━━━━━ Supplied text ━━━━━

The plant is represented by an affine nonlinear causal state-space system defined on a manifold $\mathcal{X}\subset {\Re }^n$ containing the origin x = 0 :

${\sum }^a:\{\begin{array}{l}\dot{x}=f(x)+g_1(x)w+g_2(x)u;x(t_0)=x_0\\ z=h_1(x)+k_{12}(x)u\\ y=x,\end{array}$

(11.4)

where $x\in \mathcal{X}$ is the state vector, $u\in \mathcal{U}\subseteq {\Re }^p$ is the p-dimensional control input, which belongs to the set of admissible controls $\mathcal{U}\subset {ℒ}_2([t_0,T],{\Re }^p),w\in \mathcal{W}$ is the disturbance signal, which belongs to the set $\mathcal{W}\subset {\Re }^r$ of admissible disturbances (to be defined more precisely later), the output $y\in {\Re }^m$ is the measured output of the system, and $z\in {\Re }^s$ is the output to be controlled. The functions $f:\mathcal{X}\to V^{\infty }(\mathcal{X}),g_1:\mathcal{X}\to {ℳ}^{n\times r}(\mathcal{X}),g_2:\mathcal{X}\to {ℳ}^{n\times p}(\mathcal{X}),h_1:\mathcal{X}\to {\Re }^s\text{and}{k}_{12}:{ℳ}^{n\times p}(\mathcal{X}),$ are real C^∞ functions of x.

Furthermore, we assume without any loss of generality that the system (11.4) has a unique equilibrium-point at x = 0 such that f(0) = 0, h₁(0) = h₂(0) = 0, and for simplicity, we also make the following assumption.

Assumption 11.1.1 The system matrices are such that

$\begin{array}{l}{h}_1^T(x)k_{12}(x)=0\\ k_{12}^T(x)k_{12}(x)=I.\end{array}\}$

(11.5)

The problem can now be formally defined as follows.

Definition 11.1.1 (State-Feedback Mixed $\mathscr{H}$₂/$\mathscr{H}$_∞ Nonlinear Control Problem (SFBMH2HINLCP)).

━━━━━ Data extract ━━━━━

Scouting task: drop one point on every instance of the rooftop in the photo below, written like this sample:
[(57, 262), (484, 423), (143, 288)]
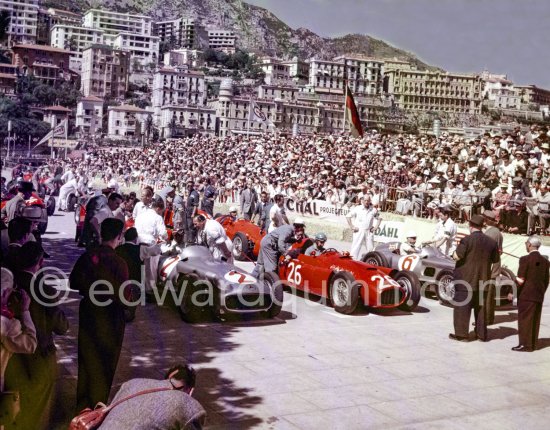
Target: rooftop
[(41, 48)]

━━━━━

Given problem: Please quote the state-space control text above word for word, everything from "Furthermore, we assume" down to "Control Problem (SFBMH2HINLCP)).".

Exercise response:
Furthermore, we assume without any loss of generality that the system (11.4) has a unique equilibrium-point at x = 0 such that f(0) = 0, h₁(0) = h₂(0) = 0, and for simplicity, we also make the following assumption.

Assumption 11.1.1 The system matrices are such that

$\begin{array}{l}{h}_1^T(x)k_{12}(x)=0\\ k_{12}^T(x)k_{12}(x)=I.\end{array}\}$

(11.5)

The problem can now be formally defined as follows.

Definition 11.1.1 (State-Feedback Mixed $\mathscr{H}$₂/$\mathscr{H}$_∞ Nonlinear Control Problem (SFBMH2HINLCP)).